====== Given information
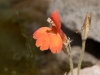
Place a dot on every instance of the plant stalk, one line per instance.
(81, 56)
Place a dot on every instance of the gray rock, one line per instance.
(72, 13)
(94, 70)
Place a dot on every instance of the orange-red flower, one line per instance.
(50, 38)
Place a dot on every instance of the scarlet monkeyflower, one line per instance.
(50, 38)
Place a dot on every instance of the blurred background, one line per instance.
(20, 18)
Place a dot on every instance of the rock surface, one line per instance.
(75, 53)
(94, 70)
(72, 13)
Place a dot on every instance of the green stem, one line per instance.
(70, 60)
(67, 49)
(81, 56)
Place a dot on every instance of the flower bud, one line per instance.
(86, 26)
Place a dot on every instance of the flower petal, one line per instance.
(55, 18)
(56, 43)
(40, 32)
(46, 43)
(39, 41)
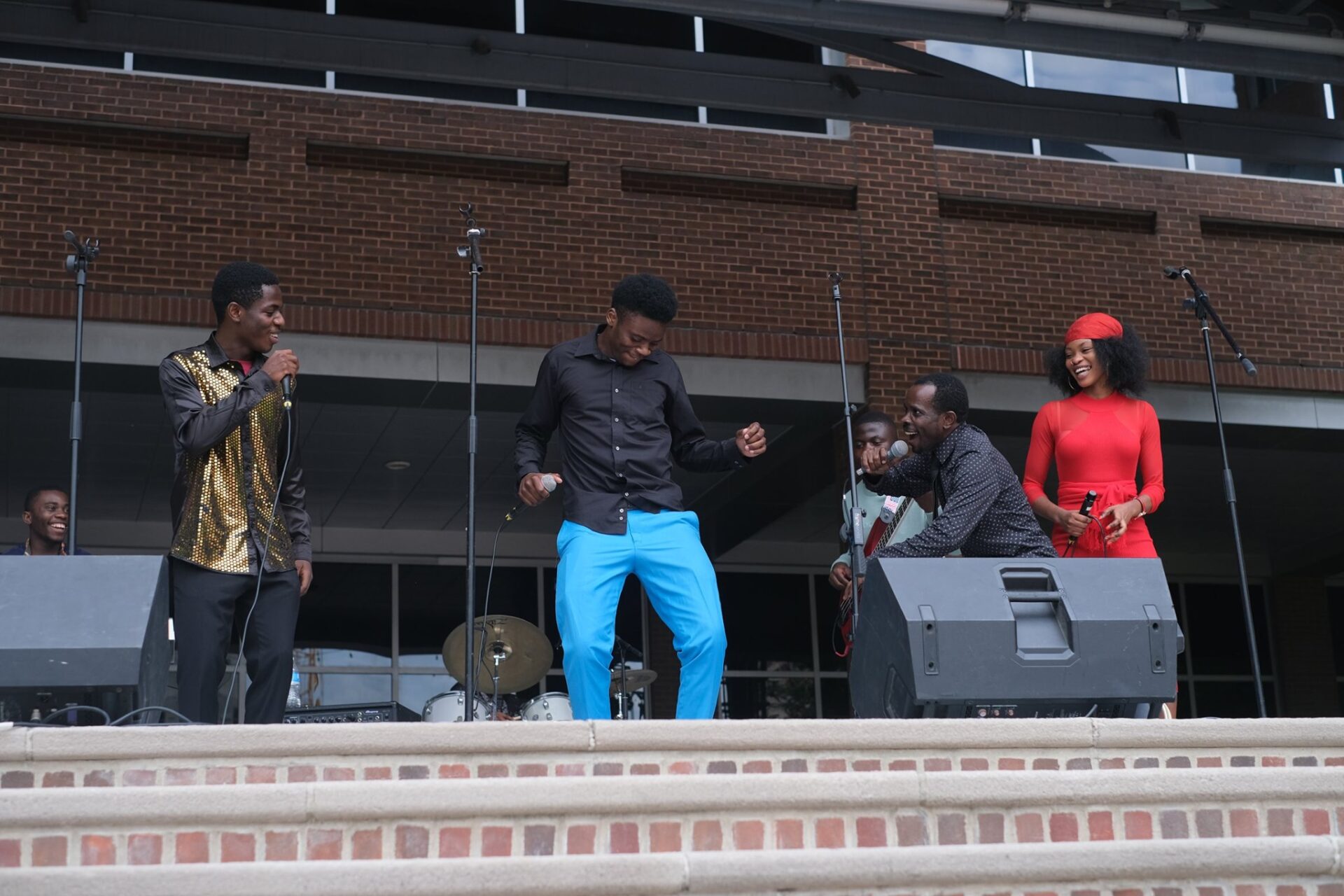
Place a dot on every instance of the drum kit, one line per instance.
============
- [Instructions to follow]: Please format all the records above as a numbered list, dropping any blank lines and leaving the pictures out.

- [Finished exercise]:
1. Place a dot on every instance of the plant stalk, one line per instance.
2. (81, 56)
3. Place a dot on every instance of the gray rock, one line per instance.
4. (72, 13)
5. (94, 70)
6. Place a dot on every instance of the orange-red flower, one line per instance.
7. (50, 38)
8. Place a dot on every instance of the scarlet monkeyflower, one line per instance.
9. (50, 38)
10. Place a dot on every instance of the blurred background, one line per instance.
11. (20, 18)
12. Place a dot on every instance of the rock surface, one line per instance.
13. (75, 53)
14. (94, 70)
15. (72, 13)
16. Place a dot on every instance of the green stem, one line per instance.
17. (70, 60)
18. (67, 49)
19. (81, 56)
20. Place a dot on every instance of the flower bud, one line per instance.
21. (86, 26)
22. Place a dot on every instance of the flower petal, one line per instance.
23. (55, 18)
24. (56, 43)
25. (40, 32)
26. (46, 43)
27. (39, 41)
28. Place a dot on every instance of the drum kit, one line per instance.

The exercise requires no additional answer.